» Text for analysis:
+ + +
Table of Contents
- Growing Edamame: A Quick Snapshot
- How to Grow Edamame at Home
- How to Grow Edamame from Seed
- How to Plant Edamame Outside
- How to Plant Edamame in a Greenhouse
- How to Care for Edamame
- How to Harvest Edamame
- How to Store Edamame
- How to Prepare & Cook Edamame
- Common Edamame Problems
- Popular Edamame Varieties to Grow
If you’re a fan of Japanese food and other East Asian cuisines, then you’ve likely come across edamame beans before. Nutty, buttery, and subtly sweet, these beans offer just the right amount of bite to make them satisfyingly addictive. Even better, with new varieties now available, gardeners all over the world can grow their own edamame beans at home, enabling them to produce their own source of the only vegetable in the world that contains all nine essential amino acids.
Growing Edamame: A Quick Snapshot
When to Sow – Apr-Jun
When to Plant – Jun-Jul
When to Harvest – Aug-Oct
Average Yield per Plant – 50g
Spacing – 20-40cm
Depth – 2.5cm
How to Grow Edamame at Home
Edamame beans are also known as soybeans. The difference is that edamame is picked while the beans are still young, green, and deliciously tender, while soybeans are the mature and drier version.
+ + +
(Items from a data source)
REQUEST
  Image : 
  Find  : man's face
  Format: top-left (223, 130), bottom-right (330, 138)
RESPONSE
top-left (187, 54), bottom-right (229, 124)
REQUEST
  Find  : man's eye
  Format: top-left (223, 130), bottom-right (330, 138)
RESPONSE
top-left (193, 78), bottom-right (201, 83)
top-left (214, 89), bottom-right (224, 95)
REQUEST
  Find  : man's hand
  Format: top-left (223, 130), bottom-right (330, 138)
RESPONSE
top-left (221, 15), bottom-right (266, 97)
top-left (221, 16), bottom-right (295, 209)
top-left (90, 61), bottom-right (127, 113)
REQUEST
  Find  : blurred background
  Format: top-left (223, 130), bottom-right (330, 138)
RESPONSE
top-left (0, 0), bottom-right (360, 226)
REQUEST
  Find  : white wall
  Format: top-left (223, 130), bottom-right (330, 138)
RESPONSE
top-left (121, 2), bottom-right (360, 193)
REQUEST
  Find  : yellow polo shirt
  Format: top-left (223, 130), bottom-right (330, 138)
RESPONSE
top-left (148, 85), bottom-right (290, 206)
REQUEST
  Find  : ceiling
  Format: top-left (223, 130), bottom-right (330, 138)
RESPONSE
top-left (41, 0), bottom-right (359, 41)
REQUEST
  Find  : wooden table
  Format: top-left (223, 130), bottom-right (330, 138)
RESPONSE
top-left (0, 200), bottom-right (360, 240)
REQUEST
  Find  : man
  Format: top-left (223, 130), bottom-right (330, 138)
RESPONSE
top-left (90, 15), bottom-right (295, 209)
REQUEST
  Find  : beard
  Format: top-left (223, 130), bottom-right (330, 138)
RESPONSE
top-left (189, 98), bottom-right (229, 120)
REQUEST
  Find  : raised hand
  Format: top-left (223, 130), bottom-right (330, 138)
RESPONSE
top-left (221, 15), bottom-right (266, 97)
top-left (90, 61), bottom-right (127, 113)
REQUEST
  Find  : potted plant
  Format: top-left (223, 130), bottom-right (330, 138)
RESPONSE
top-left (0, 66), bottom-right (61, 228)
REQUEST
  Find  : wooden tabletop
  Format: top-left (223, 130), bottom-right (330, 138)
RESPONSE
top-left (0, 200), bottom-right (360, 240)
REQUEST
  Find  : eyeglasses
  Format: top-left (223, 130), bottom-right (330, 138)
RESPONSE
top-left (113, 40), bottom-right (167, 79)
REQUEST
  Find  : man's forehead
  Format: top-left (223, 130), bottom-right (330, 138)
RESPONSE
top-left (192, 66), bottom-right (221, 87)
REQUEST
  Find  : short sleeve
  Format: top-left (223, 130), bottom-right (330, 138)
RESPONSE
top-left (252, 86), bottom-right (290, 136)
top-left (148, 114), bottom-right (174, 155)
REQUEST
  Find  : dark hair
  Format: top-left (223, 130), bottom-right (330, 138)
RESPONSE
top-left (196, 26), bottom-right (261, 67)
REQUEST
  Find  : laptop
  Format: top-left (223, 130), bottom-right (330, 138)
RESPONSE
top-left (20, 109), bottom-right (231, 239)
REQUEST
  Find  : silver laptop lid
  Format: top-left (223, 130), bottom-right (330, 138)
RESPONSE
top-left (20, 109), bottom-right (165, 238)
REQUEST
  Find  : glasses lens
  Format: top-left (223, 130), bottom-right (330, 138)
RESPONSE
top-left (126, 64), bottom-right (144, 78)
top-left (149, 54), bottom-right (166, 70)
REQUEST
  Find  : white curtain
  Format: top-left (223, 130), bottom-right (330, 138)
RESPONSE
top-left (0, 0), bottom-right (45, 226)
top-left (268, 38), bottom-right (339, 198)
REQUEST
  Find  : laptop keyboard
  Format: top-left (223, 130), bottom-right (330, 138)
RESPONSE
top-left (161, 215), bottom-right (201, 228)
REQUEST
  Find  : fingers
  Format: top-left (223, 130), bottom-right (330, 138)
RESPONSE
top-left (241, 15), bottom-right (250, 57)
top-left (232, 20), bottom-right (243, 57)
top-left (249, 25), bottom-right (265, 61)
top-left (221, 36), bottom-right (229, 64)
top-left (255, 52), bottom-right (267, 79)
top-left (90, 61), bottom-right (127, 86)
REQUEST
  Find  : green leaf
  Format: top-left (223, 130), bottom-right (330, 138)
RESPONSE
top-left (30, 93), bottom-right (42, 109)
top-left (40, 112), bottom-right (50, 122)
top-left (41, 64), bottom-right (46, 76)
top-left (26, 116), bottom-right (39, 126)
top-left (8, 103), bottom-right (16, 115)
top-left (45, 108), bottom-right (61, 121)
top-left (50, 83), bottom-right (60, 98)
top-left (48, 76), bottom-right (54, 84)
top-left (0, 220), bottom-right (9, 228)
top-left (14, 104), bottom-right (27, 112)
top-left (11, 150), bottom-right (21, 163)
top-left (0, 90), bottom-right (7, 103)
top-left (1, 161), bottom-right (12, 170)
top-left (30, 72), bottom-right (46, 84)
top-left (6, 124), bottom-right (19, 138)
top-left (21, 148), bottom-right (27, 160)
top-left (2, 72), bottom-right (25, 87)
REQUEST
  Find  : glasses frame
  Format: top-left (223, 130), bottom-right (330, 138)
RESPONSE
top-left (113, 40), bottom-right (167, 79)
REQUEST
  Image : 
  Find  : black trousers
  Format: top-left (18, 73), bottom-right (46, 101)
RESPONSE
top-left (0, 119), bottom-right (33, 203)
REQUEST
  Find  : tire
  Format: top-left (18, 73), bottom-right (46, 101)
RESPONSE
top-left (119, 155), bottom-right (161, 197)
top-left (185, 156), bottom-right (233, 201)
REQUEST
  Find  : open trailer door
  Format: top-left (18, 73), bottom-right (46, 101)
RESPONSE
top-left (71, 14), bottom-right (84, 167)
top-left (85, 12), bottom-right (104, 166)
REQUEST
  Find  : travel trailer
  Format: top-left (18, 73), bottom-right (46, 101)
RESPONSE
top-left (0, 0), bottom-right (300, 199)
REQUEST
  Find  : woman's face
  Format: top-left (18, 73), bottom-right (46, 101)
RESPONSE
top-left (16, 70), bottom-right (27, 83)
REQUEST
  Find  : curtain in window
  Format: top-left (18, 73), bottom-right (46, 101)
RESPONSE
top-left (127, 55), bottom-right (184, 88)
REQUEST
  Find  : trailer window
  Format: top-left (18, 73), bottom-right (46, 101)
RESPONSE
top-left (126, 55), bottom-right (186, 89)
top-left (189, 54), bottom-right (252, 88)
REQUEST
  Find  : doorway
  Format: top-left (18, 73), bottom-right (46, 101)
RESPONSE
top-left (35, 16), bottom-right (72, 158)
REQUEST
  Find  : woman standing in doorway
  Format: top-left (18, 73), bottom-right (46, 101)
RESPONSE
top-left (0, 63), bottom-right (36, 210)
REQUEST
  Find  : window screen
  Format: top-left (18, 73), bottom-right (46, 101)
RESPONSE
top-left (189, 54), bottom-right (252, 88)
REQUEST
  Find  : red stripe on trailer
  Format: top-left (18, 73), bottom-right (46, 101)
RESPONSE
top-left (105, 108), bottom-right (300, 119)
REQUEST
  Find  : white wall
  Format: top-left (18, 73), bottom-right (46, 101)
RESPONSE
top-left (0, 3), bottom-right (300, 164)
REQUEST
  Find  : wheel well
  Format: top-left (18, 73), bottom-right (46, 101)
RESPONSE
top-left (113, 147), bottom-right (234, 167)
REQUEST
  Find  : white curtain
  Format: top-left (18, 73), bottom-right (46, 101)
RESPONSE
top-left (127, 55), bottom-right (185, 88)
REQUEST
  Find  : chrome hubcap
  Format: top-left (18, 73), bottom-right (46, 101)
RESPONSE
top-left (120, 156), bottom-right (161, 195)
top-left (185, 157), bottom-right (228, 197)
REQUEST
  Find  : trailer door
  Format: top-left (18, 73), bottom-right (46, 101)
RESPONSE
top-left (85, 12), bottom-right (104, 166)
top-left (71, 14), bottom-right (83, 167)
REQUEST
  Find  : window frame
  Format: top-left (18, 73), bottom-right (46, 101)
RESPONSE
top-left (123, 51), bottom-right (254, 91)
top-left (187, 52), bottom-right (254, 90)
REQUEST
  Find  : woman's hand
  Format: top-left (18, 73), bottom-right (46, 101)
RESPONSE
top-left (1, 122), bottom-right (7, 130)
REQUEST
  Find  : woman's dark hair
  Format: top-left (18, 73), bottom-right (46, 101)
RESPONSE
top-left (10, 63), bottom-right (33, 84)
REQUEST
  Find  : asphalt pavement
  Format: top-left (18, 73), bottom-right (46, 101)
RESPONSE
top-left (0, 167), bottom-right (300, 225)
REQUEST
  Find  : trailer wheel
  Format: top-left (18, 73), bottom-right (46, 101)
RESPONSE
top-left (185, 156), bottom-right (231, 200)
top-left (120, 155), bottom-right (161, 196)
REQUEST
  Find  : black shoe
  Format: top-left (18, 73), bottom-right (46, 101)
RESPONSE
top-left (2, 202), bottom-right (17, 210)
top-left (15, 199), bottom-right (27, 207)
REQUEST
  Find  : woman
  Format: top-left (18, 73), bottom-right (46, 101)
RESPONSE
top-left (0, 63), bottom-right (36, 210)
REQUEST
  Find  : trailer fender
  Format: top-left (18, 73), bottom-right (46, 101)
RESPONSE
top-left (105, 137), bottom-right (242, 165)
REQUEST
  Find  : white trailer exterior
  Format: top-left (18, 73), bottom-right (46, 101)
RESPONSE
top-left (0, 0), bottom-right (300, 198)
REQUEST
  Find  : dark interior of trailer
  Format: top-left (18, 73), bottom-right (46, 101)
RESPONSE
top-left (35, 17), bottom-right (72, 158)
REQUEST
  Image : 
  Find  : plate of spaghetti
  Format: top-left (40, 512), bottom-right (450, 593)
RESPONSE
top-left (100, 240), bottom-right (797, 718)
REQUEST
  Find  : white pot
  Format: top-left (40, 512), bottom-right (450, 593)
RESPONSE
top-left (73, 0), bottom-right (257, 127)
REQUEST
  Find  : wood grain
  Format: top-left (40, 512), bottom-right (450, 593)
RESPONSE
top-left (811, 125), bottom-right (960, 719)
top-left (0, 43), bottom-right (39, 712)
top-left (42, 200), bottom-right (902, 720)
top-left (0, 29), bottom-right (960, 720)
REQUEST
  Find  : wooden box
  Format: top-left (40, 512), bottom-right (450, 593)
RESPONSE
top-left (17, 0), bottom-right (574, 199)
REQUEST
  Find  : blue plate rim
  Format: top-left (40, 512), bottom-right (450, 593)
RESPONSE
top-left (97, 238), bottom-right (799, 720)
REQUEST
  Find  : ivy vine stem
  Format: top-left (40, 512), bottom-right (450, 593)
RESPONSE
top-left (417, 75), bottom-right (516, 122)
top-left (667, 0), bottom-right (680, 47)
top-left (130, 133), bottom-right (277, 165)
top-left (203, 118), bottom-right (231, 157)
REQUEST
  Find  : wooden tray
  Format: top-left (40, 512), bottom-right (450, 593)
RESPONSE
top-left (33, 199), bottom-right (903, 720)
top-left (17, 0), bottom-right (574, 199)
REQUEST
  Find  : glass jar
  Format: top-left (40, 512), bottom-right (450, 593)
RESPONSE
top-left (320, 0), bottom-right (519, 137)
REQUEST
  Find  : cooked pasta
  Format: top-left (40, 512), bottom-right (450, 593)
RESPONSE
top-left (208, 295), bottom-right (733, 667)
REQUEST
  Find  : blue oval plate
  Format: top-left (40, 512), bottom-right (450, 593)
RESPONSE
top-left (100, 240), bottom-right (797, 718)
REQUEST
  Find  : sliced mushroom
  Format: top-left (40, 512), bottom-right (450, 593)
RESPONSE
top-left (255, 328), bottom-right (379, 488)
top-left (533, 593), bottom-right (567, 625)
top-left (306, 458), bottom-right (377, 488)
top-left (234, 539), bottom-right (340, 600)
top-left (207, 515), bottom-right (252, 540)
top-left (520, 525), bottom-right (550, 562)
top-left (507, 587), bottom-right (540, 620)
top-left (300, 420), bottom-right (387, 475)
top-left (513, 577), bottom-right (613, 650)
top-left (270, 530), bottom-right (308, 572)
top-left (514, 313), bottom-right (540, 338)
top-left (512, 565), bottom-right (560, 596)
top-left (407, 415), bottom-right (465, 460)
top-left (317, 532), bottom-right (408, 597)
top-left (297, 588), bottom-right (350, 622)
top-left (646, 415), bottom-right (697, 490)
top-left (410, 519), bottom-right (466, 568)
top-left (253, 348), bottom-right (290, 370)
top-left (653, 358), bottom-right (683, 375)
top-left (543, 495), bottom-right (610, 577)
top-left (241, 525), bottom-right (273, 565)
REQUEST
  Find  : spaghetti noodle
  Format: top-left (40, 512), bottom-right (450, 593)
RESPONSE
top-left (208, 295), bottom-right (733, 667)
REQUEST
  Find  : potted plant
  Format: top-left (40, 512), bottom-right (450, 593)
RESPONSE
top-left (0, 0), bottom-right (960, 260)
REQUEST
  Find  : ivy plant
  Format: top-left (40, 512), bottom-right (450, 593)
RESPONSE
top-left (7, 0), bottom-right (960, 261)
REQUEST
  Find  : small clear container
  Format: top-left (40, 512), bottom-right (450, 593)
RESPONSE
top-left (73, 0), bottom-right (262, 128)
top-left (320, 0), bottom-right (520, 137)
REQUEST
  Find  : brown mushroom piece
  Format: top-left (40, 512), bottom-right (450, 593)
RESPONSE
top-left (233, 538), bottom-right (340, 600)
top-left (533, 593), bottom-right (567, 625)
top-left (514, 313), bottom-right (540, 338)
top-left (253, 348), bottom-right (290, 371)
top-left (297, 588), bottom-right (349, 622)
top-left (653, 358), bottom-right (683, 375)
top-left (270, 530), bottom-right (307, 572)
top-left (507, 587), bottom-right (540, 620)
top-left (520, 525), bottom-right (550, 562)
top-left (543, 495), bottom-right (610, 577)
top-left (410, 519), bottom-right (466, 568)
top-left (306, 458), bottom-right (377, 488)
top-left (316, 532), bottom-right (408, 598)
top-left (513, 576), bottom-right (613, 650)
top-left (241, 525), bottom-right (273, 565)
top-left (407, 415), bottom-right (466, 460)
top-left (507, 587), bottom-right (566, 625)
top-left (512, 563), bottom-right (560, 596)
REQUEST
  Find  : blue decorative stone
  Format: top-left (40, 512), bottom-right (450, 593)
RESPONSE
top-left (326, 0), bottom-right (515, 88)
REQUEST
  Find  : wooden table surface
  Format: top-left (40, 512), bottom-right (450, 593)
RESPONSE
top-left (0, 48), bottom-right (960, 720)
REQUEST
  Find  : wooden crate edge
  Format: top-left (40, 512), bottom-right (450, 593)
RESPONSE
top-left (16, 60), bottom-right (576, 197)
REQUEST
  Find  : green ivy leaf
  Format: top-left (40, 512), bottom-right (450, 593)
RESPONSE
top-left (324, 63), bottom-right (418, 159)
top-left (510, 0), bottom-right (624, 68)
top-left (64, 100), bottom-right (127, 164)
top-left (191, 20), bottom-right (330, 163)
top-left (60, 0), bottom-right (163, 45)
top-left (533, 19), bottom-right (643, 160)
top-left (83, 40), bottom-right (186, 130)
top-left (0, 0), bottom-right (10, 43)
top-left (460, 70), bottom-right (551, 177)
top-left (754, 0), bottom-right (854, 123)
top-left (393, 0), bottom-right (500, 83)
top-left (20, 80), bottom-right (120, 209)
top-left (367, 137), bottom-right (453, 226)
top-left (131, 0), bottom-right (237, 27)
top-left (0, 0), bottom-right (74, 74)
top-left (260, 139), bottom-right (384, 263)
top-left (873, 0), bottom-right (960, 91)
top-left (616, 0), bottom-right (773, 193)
+ + +
» Required action A: Do the following statements agree with the edamame text? Answer yes or no for each, and quote the words of the text that decide it. (i) Edamame seeds go 2.5cm deep. (ii) Edamame is harvested in June and July. (iii) Edamame beans are picked once they are mature and dry.
» Required action B: Return everything in the edamame text from "Table of Contents" down to "essential amino acids.", copied exactly.

» Written solution A:
(i) Yes: "Depth – 2.5cm"
(ii) No: "When to Harvest – Aug-Oct"
(iii) No: "edamame is picked while the beans are still young, green, and deliciously tender, while soybeans are the mature and drier version"

» Written solution B:
Table of Contents
- Growing Edamame: A Quick Snapshot
- How to Grow Edamame at Home
- How to Grow Edamame from Seed
- How to Plant Edamame Outside
- How to Plant Edamame in a Greenhouse
- How to Care for Edamame
- How to Harvest Edamame
- How to Store Edamame
- How to Prepare & Cook Edamame
- Common Edamame Problems
- Popular Edamame Varieties to Grow
If you’re a fan of Japanese food and other East Asian cuisines, then you’ve likely come across edamame beans before. Nutty, buttery, and subtly sweet, these beans offer just the right amount of bite to make them satisfyingly addictive. Even better, with new varieties now available, gardeners all over the world can grow their own edamame beans at home, enabling them to produce their own source of the only vegetable in the world that contains all nine essential amino acids.